Your goal: In the message below about parsing integers, rewrite the part that opens with the words containing "--------------000605010506040904060601" and closes with "failbit or goodbit.", changing "Boost.Expected" to "Boost.Outcome".

Text shown:
· · ·

Author: Miro Knejp <miro@knejp.de>
Date: Thu, 30 Jan 2014 10:21:25 +0100 Raw View

This is a multi-part message in MIME format.
--------------000605010506040904060601
Content-Type: text/plain; charset=UTF-8; format=flowed


>
> Given a function
>
> In Boost.Expected we have an example with something like
>
> pair< Iter, expected<T, std::ios_base::iostate>> parse_integer<T>(Iter
> first, Iter last);
iostate is probably not very helpful since there might not be any
streams involved so all you'd get is failbit or goodbit.
>
> or
>
> expected< pair< Iter, T>, pair<Iter, std::ios_base::iostate>>
> parse_integer<T>(Iter first, Iter last);
>
> A parse interger range could be implemented as
>
> expected< pair< Iter, pair<T,T>>, pair<Iter, std::ios_base::iostate>>
> parse_integer_range<T>(Iter s, Iter e) {
>     auto f = parse_integer<T>(s, e); RETURN_IF_UNEXPECTED(f);
>     auto m = parse_string("..", f.first, e); RETURN_IF_UNEXPECTED(m);
>     auto l = parse_integer<T>(m, e); RETURN_IF_UNEXPECTED(l);
>     return make_expected(make_pair(l.first, make_pair(f.second,
> l.second))));
> }
>
> where
>
> #define RETURN_IF_UNEXPECTED(f) if (! f) return f.get_exceptional();
>
> Note that we can also see pair< Iter, expected<T,
> std::ios_base::iostate>> as equivalent to expected< pair< Iter, T>,
> pair<Iter, std::ios_base::iostate>> and so make it a monad also.

· · ·

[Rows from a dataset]
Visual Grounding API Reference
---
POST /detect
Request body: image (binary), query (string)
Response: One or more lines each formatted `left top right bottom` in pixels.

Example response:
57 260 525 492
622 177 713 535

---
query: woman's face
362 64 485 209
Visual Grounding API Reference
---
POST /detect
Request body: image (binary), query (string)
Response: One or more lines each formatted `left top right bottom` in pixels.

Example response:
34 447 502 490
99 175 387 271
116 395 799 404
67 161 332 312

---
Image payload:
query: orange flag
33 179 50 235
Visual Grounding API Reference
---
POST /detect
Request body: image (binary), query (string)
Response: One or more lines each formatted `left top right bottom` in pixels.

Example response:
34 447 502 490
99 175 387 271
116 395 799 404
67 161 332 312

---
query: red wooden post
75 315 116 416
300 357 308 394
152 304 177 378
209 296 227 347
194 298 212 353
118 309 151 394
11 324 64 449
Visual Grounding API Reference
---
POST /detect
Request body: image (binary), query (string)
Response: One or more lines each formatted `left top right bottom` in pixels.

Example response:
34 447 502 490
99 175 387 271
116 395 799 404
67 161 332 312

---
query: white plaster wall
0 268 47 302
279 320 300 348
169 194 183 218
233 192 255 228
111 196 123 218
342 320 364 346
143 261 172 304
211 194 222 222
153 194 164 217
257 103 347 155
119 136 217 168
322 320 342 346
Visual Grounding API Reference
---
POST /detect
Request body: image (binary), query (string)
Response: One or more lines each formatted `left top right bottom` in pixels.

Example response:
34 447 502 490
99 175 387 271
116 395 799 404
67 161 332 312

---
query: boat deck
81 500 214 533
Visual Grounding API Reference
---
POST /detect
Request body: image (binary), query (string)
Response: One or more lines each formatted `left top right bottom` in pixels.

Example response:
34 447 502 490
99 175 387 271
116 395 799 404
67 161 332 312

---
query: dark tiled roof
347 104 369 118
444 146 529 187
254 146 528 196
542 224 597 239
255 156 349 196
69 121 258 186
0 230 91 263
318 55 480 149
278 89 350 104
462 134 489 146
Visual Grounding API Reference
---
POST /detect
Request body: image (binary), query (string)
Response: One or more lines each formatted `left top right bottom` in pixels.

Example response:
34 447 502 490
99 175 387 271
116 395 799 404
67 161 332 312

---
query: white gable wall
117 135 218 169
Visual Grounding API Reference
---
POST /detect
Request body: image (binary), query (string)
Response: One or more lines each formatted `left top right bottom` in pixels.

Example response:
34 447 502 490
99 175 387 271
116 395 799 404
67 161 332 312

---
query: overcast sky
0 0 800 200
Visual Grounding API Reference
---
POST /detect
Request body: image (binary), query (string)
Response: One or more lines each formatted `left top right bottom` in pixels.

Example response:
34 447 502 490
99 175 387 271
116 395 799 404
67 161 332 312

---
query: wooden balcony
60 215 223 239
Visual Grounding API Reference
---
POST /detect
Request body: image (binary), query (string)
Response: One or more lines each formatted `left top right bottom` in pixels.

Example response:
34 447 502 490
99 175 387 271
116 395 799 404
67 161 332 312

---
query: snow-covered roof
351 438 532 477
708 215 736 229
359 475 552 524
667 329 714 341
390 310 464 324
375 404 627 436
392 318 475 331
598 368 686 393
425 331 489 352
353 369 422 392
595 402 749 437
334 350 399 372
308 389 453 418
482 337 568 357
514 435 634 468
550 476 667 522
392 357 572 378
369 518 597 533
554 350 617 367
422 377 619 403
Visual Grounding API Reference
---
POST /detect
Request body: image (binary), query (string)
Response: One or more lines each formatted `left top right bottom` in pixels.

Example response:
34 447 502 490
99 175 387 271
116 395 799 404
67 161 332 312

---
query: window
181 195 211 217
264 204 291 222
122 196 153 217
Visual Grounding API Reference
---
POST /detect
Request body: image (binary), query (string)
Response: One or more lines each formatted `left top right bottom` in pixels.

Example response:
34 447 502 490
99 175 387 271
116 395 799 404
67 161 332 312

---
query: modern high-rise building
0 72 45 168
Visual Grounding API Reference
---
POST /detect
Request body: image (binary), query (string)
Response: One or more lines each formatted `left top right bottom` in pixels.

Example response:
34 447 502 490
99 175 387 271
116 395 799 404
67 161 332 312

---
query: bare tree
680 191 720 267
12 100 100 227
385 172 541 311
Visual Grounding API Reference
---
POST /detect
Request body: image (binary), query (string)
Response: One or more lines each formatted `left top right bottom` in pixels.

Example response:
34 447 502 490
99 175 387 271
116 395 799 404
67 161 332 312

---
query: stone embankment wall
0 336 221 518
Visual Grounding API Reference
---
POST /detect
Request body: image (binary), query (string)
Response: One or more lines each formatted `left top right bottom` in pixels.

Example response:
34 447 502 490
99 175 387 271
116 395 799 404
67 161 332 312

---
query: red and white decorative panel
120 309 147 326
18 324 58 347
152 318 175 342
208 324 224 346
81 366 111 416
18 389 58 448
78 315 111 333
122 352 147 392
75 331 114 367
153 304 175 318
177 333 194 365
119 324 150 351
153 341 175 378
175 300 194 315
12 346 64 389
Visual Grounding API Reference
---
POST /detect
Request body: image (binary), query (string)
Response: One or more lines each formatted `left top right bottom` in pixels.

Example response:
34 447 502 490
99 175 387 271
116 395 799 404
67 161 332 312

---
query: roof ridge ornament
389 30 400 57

· · ·

Result:
--------------000605010506040904060601
Content-Type: text/plain; charset=UTF-8; format=flowed


>
> Given a function
>
> In Boost.Outcome we have an example with something like
>
> pair< Iter, expected<T, std::ios_base::iostate>> parse_integer<T>(Iter
> first, Iter last);
iostate is probably not very helpful since there might not be any
streams involved so all you'd get is failbit or goodbit.